#### YOUR OBJECTIVE
Return every line below that contains the word "dark". Match case exactly.

+++

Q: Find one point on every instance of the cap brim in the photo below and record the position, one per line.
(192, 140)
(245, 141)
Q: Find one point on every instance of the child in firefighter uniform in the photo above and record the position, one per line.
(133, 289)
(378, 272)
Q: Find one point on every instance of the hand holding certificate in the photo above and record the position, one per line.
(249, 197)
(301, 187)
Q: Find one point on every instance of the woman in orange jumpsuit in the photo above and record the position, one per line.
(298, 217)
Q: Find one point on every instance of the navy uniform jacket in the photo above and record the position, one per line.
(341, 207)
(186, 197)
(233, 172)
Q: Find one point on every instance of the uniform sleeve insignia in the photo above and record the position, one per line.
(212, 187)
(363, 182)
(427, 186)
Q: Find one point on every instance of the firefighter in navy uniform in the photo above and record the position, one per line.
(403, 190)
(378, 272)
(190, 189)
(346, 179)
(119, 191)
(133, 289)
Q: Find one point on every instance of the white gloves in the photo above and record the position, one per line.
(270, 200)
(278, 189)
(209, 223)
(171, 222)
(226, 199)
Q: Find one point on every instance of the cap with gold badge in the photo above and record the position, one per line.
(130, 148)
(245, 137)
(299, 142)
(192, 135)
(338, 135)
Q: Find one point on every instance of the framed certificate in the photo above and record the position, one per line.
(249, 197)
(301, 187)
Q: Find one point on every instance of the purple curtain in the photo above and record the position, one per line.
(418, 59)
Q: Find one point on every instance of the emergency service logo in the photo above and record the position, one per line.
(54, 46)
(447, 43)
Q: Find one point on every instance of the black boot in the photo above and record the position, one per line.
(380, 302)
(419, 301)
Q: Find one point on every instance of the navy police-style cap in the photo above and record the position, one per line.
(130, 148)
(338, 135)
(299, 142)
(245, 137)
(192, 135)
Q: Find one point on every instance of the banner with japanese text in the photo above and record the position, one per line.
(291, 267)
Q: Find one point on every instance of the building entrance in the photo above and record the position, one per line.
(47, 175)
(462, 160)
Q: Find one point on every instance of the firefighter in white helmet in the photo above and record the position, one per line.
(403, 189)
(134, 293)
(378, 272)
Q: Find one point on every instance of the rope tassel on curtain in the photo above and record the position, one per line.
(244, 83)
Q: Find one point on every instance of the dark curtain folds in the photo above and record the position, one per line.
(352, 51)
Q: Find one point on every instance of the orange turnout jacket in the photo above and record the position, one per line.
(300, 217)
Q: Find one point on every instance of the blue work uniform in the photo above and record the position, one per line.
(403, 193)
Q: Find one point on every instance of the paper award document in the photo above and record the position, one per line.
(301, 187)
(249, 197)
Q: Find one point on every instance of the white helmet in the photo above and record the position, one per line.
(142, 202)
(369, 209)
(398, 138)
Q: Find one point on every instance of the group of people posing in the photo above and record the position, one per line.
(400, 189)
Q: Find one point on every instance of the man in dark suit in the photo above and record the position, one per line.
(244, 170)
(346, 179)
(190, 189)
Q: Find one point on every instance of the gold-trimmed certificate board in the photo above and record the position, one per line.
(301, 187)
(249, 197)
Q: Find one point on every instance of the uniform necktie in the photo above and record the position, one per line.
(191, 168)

+++

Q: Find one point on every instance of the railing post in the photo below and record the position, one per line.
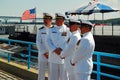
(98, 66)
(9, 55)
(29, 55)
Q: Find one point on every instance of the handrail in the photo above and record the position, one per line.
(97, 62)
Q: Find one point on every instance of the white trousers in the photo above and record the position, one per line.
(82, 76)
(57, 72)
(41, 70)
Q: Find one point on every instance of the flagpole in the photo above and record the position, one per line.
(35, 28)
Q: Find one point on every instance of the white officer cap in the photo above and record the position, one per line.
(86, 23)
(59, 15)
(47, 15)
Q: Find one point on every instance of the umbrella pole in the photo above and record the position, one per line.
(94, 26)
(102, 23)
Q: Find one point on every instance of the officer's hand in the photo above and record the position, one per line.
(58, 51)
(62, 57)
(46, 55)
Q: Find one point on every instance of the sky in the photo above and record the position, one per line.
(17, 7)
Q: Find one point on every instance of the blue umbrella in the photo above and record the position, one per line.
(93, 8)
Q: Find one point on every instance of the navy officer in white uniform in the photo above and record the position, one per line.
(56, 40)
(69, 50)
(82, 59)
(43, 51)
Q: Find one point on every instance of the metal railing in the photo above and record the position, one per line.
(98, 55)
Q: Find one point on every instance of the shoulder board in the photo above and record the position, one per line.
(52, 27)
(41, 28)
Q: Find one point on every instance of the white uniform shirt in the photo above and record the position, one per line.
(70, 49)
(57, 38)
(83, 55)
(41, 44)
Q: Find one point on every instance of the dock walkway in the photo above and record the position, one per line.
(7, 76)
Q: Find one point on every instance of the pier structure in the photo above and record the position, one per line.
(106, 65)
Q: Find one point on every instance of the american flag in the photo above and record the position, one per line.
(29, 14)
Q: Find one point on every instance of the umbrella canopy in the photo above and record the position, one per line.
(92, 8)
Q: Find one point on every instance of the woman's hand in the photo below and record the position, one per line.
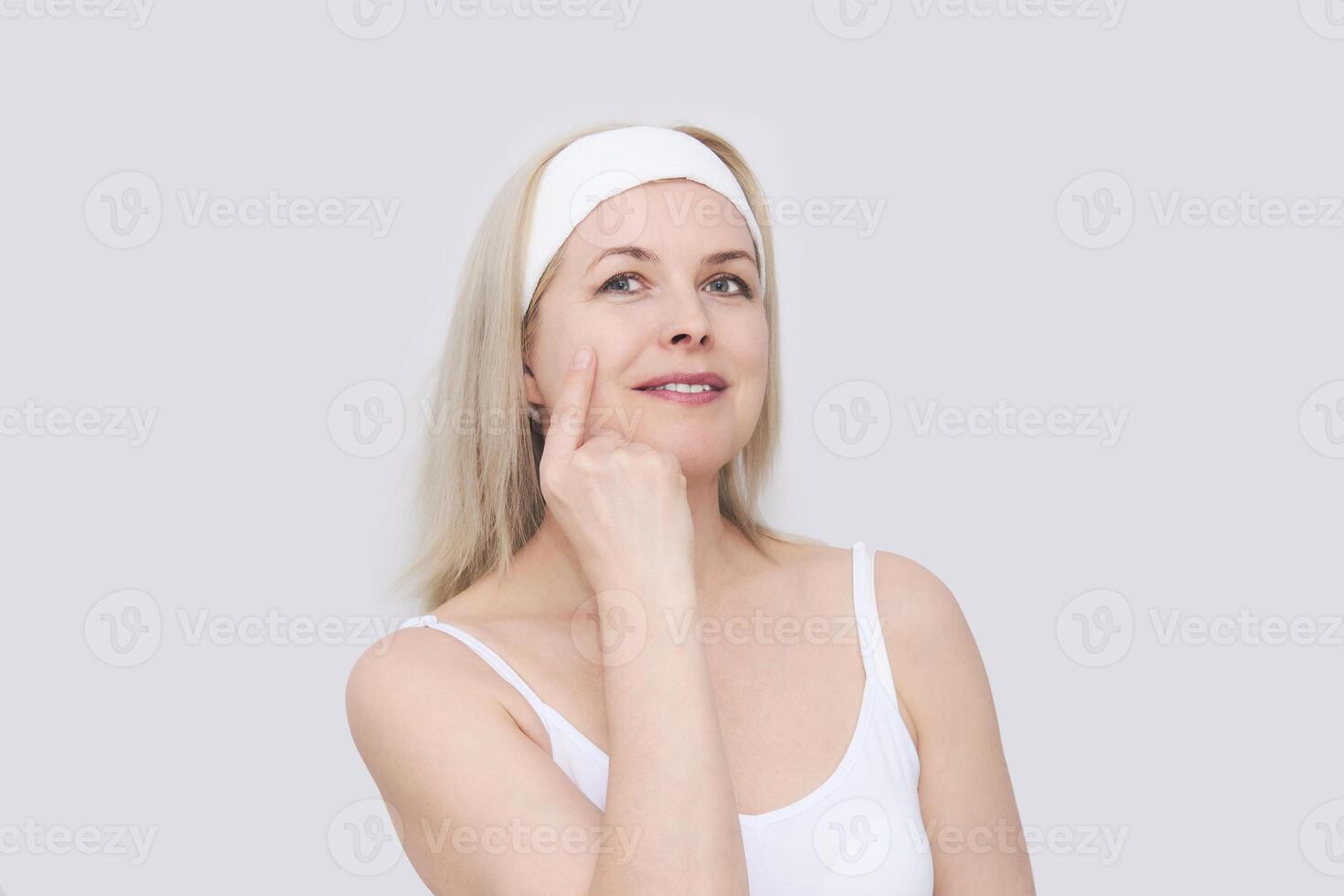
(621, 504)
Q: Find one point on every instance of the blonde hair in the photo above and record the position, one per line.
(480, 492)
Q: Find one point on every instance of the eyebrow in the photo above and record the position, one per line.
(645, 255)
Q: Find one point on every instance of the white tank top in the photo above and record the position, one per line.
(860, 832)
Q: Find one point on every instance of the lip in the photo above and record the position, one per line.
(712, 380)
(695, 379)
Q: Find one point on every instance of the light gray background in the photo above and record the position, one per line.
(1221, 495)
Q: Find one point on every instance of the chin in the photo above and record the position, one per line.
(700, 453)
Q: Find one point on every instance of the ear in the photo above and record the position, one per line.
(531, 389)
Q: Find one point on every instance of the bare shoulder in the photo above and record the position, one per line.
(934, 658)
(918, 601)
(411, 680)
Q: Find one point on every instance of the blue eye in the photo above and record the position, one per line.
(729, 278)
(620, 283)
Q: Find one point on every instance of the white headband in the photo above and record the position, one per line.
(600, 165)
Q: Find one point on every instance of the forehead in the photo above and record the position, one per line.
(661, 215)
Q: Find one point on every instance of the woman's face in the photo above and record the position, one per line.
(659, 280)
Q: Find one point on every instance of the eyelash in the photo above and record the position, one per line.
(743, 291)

+++

#### COMPLETE RESPONSE
Q: Find one point on every instance of the dark curtain folds in the photo above and record the position, one per line.
Q: Find one point on every instance of the man in dark suit in the photo above and record the position, one per line.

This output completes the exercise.